Copy out all lines of the material below in which "paint" occurs.

Segment Start: Data section

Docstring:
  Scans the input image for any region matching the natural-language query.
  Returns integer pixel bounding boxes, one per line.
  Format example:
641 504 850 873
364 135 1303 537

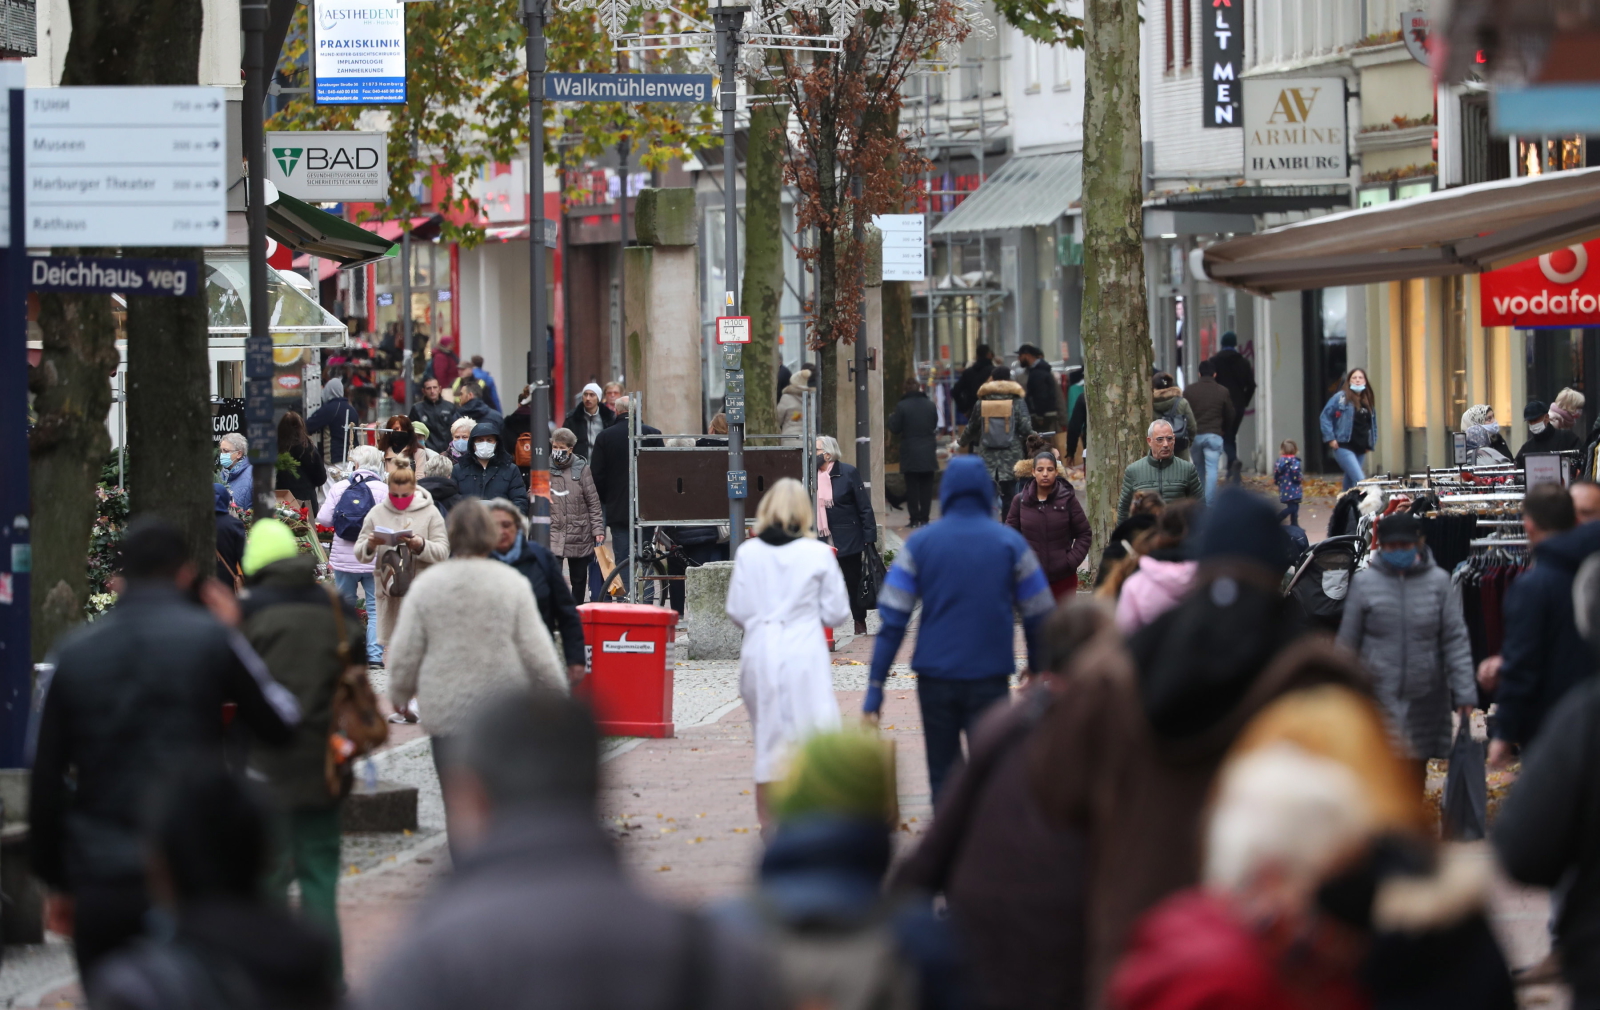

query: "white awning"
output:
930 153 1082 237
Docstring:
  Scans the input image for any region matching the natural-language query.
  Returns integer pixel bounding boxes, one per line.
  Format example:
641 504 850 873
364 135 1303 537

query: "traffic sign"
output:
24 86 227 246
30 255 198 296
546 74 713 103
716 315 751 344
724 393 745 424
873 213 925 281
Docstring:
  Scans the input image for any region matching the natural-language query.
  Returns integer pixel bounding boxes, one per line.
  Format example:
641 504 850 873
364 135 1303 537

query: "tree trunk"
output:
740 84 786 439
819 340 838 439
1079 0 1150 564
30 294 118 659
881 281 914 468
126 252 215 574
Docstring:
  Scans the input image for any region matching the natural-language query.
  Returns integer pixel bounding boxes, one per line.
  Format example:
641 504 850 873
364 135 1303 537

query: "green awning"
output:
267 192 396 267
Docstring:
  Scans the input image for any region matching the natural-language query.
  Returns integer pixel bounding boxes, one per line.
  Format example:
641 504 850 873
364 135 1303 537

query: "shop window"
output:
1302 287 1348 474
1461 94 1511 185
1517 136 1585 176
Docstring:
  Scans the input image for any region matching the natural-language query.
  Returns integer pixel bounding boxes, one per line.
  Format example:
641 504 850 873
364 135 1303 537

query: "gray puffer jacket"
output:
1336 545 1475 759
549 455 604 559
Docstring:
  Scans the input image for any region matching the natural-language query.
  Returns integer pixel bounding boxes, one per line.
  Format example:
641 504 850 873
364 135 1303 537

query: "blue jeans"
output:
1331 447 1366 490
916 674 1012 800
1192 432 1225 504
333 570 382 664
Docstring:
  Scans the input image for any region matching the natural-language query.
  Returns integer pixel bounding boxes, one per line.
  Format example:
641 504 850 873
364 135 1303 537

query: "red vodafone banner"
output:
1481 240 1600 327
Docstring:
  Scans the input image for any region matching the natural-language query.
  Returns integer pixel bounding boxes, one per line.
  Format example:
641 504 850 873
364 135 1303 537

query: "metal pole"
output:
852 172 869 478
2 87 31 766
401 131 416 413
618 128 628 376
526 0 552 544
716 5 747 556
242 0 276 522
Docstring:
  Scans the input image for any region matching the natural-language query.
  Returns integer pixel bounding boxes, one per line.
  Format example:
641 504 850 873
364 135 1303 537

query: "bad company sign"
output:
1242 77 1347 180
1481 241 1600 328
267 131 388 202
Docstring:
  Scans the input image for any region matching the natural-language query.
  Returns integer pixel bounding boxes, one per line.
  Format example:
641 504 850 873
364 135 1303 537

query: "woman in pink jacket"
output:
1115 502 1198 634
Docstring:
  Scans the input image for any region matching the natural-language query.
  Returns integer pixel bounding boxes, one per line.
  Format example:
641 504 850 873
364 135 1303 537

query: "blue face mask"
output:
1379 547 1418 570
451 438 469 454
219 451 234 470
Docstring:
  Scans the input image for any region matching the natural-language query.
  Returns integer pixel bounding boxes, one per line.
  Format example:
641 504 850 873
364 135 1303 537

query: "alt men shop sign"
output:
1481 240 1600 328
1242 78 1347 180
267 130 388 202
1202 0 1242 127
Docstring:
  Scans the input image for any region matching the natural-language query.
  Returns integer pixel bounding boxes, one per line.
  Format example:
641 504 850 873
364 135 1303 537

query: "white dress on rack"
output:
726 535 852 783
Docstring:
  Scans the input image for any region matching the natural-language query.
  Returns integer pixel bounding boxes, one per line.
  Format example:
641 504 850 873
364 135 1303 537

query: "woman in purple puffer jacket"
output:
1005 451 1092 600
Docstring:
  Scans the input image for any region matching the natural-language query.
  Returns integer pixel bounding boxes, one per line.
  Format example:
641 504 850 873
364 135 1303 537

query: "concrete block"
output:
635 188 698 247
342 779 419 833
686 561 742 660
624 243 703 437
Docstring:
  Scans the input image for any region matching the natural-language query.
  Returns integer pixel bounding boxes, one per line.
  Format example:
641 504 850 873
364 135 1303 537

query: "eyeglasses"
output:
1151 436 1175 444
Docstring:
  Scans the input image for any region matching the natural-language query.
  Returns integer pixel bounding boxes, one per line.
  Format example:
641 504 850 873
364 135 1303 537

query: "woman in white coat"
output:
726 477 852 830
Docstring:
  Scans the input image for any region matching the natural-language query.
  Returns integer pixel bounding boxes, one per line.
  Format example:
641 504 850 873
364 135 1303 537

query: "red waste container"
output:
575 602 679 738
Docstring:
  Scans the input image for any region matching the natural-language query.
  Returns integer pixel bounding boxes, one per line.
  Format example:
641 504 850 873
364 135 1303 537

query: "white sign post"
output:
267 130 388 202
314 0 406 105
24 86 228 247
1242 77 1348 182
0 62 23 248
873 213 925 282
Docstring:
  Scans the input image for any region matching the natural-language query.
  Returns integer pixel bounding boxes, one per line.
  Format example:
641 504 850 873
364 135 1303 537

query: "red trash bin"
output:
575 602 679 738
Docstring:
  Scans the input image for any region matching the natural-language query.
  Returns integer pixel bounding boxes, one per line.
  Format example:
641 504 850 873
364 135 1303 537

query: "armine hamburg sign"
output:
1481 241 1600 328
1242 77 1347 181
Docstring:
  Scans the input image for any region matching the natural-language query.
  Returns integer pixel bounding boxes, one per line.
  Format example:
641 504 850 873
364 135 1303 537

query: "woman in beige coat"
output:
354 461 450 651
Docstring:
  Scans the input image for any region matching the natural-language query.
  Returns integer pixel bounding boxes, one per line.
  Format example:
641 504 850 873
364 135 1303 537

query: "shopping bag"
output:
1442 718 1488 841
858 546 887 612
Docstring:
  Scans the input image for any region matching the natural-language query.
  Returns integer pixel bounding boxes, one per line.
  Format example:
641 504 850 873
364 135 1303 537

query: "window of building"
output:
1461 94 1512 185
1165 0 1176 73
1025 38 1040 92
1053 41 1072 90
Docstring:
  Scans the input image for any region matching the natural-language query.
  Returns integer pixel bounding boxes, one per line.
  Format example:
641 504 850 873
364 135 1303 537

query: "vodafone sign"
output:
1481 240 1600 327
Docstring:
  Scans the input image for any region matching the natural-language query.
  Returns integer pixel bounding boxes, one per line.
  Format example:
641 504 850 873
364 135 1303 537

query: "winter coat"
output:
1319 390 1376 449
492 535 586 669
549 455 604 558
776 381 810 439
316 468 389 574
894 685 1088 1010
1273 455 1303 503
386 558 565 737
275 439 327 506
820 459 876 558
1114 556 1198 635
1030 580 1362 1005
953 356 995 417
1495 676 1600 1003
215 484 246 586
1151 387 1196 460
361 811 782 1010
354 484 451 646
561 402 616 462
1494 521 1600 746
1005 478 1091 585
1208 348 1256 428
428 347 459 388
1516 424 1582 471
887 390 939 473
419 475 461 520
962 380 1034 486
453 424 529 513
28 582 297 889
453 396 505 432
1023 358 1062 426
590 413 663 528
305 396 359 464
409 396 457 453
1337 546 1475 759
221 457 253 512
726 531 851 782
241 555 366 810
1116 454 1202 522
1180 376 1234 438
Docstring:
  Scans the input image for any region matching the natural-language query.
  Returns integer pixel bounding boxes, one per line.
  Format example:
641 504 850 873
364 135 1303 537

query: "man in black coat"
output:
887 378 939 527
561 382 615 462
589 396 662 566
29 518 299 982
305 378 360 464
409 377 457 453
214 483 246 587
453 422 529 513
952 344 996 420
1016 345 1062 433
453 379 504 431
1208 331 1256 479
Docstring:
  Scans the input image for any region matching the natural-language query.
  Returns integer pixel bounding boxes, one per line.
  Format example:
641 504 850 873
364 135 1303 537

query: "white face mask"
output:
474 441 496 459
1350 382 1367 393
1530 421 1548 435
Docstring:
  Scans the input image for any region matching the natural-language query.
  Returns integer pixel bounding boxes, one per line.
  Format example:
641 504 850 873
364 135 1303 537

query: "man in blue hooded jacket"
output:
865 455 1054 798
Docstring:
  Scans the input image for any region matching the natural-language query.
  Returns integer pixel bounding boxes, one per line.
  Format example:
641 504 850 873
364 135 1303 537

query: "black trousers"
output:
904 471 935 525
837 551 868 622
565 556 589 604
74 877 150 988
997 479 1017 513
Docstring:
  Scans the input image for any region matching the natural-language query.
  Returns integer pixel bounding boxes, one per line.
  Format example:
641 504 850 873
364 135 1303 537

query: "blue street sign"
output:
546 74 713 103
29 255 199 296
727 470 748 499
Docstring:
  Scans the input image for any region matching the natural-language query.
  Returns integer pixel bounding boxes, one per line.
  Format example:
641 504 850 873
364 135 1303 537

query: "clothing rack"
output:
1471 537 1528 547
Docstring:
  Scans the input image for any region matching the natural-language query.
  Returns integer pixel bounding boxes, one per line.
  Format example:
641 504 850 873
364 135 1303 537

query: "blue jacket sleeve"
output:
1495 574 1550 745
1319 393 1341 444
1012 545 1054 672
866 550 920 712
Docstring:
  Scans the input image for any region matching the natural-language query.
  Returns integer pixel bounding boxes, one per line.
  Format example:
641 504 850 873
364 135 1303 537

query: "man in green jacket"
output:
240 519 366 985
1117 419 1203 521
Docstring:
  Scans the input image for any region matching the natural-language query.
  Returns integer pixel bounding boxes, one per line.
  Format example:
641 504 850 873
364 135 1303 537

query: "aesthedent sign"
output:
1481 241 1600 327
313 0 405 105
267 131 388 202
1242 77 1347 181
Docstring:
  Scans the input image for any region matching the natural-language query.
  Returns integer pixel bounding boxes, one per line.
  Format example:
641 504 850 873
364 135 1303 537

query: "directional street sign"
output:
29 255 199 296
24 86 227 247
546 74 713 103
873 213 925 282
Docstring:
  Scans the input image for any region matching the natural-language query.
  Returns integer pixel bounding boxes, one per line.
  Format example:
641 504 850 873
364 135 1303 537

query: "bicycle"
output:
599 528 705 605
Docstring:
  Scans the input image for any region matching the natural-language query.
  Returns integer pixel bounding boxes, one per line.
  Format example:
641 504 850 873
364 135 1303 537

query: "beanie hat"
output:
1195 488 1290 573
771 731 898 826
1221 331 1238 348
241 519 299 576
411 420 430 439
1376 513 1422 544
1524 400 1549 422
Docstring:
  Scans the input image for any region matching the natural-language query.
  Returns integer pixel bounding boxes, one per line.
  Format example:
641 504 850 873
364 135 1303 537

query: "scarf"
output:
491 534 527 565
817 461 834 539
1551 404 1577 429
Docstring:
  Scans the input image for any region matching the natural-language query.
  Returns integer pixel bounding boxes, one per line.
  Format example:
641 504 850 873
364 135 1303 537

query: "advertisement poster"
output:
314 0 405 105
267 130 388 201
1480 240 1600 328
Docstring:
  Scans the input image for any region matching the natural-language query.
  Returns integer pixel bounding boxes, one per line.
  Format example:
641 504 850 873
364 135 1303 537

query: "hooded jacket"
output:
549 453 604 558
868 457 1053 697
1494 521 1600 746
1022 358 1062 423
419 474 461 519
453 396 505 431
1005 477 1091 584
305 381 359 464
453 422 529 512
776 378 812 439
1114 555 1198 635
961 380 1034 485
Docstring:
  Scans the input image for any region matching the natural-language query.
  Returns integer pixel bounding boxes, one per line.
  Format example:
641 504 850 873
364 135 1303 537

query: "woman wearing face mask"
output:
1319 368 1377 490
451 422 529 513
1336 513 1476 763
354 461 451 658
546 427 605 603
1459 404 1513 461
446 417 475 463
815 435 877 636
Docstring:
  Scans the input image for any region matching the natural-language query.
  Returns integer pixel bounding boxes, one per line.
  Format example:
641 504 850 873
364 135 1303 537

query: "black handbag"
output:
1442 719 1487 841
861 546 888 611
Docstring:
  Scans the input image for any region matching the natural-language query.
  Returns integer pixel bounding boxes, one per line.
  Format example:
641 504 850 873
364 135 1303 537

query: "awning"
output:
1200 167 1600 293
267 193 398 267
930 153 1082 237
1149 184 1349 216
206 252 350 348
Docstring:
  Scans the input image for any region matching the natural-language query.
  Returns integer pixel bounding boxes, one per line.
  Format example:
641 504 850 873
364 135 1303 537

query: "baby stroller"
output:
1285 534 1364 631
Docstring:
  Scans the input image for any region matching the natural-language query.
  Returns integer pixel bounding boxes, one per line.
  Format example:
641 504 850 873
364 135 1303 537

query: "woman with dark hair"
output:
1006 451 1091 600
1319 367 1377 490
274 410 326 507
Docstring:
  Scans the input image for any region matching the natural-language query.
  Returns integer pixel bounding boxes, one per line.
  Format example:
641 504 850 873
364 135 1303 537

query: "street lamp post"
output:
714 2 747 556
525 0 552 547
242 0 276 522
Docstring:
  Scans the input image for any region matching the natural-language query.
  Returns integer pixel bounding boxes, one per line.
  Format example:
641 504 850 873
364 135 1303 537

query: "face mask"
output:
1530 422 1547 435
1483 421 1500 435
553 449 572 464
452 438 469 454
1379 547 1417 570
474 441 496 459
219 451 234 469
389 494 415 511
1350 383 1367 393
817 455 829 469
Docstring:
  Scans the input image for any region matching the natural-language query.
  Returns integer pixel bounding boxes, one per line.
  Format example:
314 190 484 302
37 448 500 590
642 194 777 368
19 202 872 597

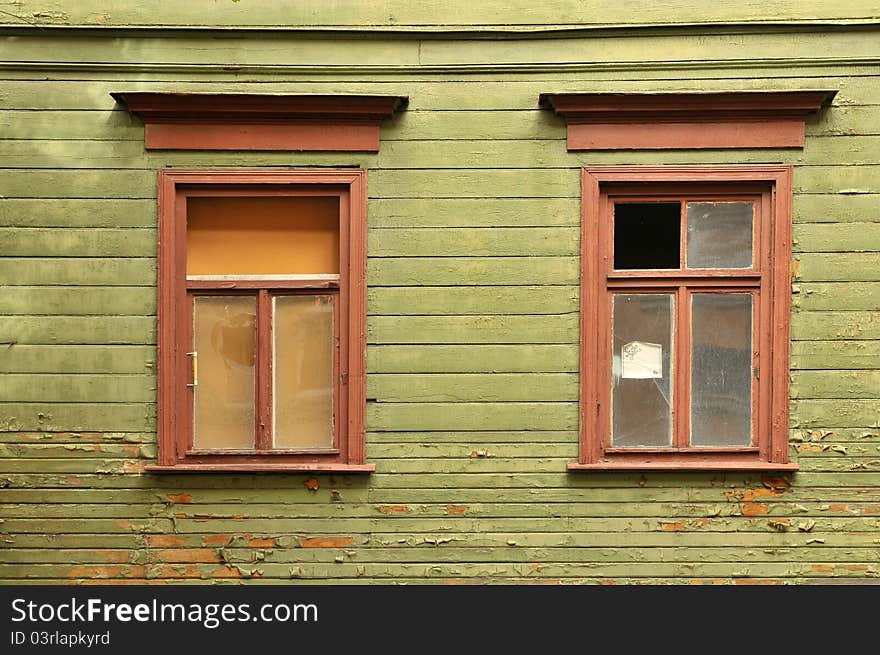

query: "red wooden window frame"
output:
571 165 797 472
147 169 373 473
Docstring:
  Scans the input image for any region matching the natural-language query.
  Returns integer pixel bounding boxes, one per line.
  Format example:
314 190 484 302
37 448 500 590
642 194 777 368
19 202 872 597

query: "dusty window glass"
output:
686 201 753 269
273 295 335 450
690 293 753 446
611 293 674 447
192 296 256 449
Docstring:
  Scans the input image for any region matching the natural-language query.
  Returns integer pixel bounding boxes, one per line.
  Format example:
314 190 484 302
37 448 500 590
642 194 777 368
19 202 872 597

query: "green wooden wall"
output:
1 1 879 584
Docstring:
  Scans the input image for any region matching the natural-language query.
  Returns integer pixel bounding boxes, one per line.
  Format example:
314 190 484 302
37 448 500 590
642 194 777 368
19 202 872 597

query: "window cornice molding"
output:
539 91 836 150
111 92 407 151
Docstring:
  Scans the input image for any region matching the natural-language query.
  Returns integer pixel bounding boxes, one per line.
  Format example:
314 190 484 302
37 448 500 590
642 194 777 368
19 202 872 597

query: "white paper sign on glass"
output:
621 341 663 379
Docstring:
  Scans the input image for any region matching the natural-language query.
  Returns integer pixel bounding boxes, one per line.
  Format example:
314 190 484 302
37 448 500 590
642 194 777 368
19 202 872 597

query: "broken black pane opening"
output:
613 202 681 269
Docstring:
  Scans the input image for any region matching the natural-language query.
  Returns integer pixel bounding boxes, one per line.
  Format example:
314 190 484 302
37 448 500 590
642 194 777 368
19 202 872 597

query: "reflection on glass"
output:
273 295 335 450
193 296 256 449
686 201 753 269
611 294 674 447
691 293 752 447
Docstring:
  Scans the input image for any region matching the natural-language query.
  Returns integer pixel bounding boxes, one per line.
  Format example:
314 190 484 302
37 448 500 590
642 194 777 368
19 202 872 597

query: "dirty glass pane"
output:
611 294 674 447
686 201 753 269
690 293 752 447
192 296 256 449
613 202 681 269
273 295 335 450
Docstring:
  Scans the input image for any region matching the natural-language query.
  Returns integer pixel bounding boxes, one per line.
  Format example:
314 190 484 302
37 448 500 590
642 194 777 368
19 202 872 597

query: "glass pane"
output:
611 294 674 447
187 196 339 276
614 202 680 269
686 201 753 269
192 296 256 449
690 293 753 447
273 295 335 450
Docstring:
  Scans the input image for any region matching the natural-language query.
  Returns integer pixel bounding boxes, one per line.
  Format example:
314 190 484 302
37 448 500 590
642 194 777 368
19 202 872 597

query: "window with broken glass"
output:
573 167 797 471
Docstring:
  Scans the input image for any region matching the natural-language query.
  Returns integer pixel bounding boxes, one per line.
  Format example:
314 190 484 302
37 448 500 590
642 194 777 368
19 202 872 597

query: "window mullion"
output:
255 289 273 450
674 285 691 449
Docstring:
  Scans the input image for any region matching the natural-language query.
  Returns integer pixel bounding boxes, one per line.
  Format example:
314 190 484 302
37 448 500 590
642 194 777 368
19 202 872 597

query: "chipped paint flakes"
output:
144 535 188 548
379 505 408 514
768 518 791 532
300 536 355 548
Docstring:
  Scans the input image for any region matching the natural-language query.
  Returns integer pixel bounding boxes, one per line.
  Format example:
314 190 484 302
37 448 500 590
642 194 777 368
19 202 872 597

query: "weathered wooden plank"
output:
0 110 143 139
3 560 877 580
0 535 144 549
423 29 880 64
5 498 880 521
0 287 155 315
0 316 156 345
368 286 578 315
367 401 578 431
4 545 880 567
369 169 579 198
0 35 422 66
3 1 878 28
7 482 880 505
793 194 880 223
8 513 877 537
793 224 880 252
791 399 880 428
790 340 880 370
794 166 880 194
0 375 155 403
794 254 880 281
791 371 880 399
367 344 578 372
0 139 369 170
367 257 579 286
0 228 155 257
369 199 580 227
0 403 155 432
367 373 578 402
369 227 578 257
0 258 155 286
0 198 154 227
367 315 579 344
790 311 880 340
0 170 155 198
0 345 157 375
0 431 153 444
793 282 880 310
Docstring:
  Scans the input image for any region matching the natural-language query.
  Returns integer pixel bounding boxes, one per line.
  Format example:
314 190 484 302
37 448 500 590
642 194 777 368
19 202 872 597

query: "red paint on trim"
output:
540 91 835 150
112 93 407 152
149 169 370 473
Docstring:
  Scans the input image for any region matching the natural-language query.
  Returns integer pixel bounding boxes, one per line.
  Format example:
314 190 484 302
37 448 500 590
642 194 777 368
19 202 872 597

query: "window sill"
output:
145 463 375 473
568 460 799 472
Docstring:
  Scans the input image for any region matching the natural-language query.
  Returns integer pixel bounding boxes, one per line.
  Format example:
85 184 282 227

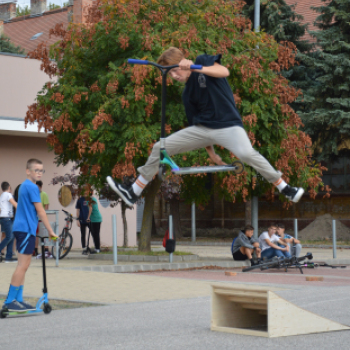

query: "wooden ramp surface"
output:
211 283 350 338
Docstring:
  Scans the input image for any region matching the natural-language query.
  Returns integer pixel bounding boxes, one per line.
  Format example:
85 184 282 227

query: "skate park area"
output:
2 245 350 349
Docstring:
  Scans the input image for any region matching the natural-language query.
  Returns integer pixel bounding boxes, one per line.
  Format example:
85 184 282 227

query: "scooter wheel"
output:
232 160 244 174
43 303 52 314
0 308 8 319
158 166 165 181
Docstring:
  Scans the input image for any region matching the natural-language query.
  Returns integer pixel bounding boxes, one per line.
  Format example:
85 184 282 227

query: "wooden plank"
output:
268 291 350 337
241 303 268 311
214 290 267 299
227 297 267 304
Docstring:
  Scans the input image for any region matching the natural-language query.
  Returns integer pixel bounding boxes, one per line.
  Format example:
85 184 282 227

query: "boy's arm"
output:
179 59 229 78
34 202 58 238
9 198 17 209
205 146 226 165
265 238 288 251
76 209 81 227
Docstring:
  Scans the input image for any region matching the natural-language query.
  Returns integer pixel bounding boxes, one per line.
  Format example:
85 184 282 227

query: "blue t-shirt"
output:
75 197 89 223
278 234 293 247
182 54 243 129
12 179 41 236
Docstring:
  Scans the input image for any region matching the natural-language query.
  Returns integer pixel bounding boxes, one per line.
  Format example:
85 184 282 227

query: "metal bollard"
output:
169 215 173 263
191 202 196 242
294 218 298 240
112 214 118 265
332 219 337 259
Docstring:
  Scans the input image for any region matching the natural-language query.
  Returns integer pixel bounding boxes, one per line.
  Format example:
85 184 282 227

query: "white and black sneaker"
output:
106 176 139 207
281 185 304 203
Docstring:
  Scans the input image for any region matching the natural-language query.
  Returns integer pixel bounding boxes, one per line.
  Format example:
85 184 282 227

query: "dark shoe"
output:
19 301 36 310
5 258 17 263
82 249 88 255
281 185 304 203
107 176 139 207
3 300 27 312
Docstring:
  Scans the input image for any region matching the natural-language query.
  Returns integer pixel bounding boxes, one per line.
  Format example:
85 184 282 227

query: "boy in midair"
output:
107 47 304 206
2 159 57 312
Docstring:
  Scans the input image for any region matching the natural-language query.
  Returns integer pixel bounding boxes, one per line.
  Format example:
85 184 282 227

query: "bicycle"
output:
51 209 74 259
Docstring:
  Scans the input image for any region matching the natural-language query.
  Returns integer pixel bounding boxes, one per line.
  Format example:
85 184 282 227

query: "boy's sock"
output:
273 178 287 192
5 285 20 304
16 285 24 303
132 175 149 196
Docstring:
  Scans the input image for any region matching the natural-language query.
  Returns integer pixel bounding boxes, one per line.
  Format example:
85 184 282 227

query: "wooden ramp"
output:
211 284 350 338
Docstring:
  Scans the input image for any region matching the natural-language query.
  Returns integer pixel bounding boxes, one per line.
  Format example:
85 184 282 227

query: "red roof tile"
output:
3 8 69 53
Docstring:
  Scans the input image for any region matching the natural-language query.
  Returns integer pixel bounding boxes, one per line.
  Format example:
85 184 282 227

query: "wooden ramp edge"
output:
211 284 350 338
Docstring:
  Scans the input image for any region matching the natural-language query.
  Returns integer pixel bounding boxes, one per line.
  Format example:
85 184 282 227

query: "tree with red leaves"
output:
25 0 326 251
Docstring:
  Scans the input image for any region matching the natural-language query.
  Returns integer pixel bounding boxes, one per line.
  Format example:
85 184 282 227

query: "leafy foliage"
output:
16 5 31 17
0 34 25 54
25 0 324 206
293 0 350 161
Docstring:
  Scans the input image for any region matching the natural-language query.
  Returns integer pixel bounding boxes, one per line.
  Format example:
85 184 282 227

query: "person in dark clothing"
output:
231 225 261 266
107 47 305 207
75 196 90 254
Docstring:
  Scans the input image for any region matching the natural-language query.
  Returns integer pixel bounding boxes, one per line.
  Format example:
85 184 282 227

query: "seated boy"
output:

Segment End: Data section

Your solution
query: "chipped paint flakes"
query: "red paint on trim"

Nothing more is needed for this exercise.